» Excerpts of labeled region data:
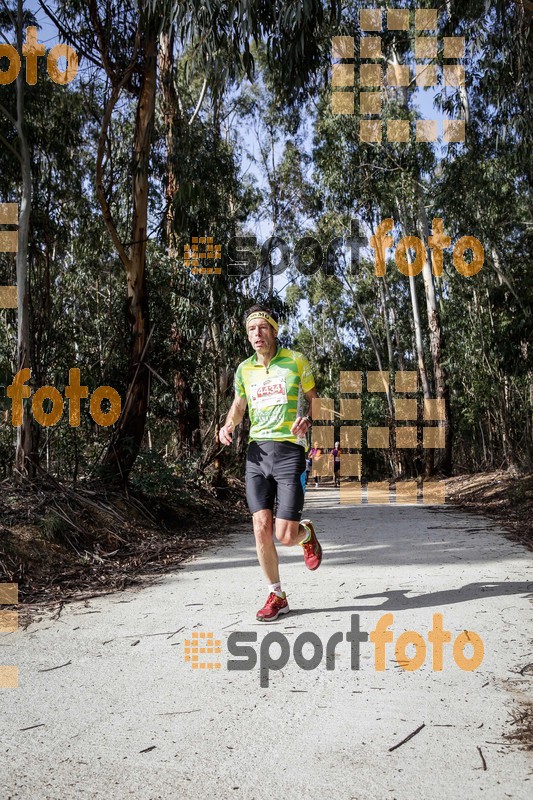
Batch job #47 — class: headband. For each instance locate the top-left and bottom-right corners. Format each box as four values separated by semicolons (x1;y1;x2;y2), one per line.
246;311;279;333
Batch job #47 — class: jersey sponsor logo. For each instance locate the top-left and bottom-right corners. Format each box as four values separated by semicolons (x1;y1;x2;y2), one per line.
250;377;287;409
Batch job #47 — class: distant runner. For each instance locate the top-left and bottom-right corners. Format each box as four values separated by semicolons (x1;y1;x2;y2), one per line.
331;442;341;486
219;305;322;622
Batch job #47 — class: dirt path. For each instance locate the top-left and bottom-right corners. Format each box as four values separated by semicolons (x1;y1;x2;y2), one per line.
0;488;533;800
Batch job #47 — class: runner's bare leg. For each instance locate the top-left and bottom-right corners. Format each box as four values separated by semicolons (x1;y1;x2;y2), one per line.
252;509;280;584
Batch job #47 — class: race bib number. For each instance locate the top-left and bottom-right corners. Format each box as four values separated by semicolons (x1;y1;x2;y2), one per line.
250;377;287;409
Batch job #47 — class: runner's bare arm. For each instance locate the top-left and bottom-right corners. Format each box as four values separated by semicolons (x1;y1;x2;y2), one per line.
291;386;318;436
218;394;246;445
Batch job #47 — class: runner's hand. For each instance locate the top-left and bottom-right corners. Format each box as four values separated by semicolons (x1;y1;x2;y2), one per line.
218;422;234;445
291;417;311;436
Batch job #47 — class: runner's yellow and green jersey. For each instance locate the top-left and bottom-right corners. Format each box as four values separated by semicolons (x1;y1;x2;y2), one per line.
235;347;315;446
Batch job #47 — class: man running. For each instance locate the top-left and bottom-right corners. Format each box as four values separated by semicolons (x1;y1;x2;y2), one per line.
219;305;322;622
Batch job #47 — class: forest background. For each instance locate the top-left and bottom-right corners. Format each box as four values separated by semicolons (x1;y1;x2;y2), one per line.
0;0;533;592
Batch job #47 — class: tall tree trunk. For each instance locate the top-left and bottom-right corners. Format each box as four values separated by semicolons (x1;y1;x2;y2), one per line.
100;21;158;481
416;195;453;475
15;0;39;478
159;28;200;455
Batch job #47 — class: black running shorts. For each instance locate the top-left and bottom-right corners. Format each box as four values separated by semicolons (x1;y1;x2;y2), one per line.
246;441;305;522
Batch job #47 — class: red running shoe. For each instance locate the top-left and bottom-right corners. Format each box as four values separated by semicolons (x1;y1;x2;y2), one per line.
300;519;322;570
255;592;290;622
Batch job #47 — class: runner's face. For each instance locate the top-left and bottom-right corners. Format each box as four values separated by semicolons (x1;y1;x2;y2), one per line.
248;319;276;353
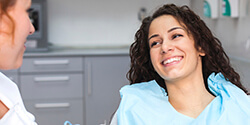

» TASK GOAL:
Rewrite the lines starting with the line containing "Batch job #47 — class: black" and going on through the end of the items, requests included, with every box coordinate in the answers multiplied by 2.1 and rounded to a whole number, halves rounded up. Leave the pictures out.

» OUTPUT BELOW:
Batch job #47 — class: black running shorts. For each instance locate the top-left and bottom-right corners. Format each box as four values separated by semicolons (x1;y1;x2;y2), one per line.
517;926;641;1096
Batch job #47 — class: red running shoe. For each instance locate the top-left and bottom-right corners. Format each box as four values separated by semicolons (x1;y1;x2;y2), one per line.
630;1090;676;1197
536;1243;609;1306
Batch job #47 — class: runner's face. For each instance locate the top-left and bottom-right corners. Format each box as four values separated by semicolons (x1;y1;x2;y2), one per line.
521;670;580;741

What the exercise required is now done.